→ Given information
· · · ·
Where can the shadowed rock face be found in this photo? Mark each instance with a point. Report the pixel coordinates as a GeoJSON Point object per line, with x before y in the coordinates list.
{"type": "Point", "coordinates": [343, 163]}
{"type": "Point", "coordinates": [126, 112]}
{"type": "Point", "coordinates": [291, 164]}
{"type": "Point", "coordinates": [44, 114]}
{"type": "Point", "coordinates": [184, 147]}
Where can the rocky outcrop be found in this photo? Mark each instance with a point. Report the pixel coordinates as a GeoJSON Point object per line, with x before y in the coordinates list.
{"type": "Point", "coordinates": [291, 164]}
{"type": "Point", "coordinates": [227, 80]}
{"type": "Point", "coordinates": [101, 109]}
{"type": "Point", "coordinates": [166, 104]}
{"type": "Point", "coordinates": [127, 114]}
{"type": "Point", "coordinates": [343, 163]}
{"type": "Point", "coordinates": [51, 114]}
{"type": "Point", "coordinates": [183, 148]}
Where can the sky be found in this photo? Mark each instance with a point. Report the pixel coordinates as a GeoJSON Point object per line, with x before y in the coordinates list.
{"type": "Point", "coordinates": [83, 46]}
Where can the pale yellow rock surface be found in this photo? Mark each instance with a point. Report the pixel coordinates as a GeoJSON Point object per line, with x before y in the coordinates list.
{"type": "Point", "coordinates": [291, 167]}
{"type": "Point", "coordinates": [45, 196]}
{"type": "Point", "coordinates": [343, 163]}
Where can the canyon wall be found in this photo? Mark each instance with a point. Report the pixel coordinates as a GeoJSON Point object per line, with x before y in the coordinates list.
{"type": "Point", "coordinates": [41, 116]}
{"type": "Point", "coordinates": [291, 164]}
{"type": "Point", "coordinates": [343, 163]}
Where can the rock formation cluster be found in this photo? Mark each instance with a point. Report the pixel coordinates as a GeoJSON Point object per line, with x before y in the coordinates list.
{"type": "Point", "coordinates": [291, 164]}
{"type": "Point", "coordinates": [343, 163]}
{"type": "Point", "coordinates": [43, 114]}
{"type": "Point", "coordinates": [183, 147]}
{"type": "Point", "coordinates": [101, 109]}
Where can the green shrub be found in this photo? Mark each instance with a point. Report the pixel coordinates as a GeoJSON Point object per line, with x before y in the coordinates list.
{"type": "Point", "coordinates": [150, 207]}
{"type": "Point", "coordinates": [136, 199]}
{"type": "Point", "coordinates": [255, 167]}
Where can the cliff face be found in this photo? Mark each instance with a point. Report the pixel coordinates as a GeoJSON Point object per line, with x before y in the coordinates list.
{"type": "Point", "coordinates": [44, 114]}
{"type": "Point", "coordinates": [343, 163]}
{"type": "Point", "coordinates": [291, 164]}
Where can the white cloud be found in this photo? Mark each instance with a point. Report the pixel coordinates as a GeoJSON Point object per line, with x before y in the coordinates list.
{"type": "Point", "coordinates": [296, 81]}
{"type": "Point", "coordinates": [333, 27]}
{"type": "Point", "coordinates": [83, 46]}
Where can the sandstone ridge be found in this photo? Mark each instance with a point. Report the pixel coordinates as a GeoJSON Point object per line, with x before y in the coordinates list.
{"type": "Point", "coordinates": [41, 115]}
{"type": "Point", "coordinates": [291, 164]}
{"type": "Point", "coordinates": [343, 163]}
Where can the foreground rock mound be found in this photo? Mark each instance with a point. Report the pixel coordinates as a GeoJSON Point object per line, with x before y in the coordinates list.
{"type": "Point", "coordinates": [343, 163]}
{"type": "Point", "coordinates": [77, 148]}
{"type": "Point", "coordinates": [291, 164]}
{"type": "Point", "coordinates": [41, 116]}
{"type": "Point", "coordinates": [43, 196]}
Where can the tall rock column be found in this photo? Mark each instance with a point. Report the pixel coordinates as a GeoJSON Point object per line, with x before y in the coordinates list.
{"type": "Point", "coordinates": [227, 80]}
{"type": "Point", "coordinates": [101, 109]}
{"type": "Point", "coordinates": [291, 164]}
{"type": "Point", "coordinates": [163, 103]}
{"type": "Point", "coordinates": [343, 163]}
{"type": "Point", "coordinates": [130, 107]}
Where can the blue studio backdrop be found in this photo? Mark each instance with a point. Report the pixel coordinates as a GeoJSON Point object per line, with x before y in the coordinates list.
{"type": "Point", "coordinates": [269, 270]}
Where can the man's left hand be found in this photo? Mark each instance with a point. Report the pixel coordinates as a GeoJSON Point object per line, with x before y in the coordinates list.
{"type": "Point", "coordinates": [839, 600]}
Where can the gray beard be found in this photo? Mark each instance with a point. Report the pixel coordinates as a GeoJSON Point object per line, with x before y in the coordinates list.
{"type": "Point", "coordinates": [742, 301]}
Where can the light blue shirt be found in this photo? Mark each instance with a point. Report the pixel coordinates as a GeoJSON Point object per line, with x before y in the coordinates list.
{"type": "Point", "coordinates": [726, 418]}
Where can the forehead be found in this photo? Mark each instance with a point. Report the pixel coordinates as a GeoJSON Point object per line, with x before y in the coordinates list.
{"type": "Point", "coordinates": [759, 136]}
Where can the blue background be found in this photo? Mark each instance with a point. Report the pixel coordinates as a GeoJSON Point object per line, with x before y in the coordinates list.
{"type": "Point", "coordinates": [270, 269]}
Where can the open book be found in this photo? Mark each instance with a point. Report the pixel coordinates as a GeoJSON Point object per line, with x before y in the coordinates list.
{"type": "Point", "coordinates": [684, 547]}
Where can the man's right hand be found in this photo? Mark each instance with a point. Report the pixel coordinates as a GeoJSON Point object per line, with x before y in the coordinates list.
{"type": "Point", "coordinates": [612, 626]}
· · · ·
→ Your instructions
Beginning at the line containing "Where can the gray", repeat each line exactly through the last line of the entries, and include no other lines.

→ Output of the task
Where can the gray beard be found in this photo? Mark each instance with a point. Report the pixel coordinates as a GeoJSON Point object per line, with x before y in the coordinates list.
{"type": "Point", "coordinates": [742, 301]}
Where can the light blue shirt be found in this photo? Mark each instance with a point. Report the pixel coordinates as a GeoJSON Point object per line, with x before y in the coordinates list.
{"type": "Point", "coordinates": [726, 418]}
Where can the forehead be found in this photo? Mark each instance with a point. Report the pixel coordinates as a GeoJSON Point object per line, with x before y in the coordinates list.
{"type": "Point", "coordinates": [759, 136]}
Where can the blue background be found in this photo? Mark each instance with a point. Report the pixel coordinates as a GeoJSON Point object per line, with x before y in the coordinates list.
{"type": "Point", "coordinates": [270, 269]}
Where can the open book be found in this photo? Mark each instance with a point. Report the pixel coordinates as a GeoJSON Point object per line, with x before y in the coordinates list.
{"type": "Point", "coordinates": [684, 547]}
Where can the man's right hand be found in this photo? Mark each instance with a point. Report the pixel coordinates as a GeoJSON Point object per line, with x before y in the coordinates list.
{"type": "Point", "coordinates": [612, 626]}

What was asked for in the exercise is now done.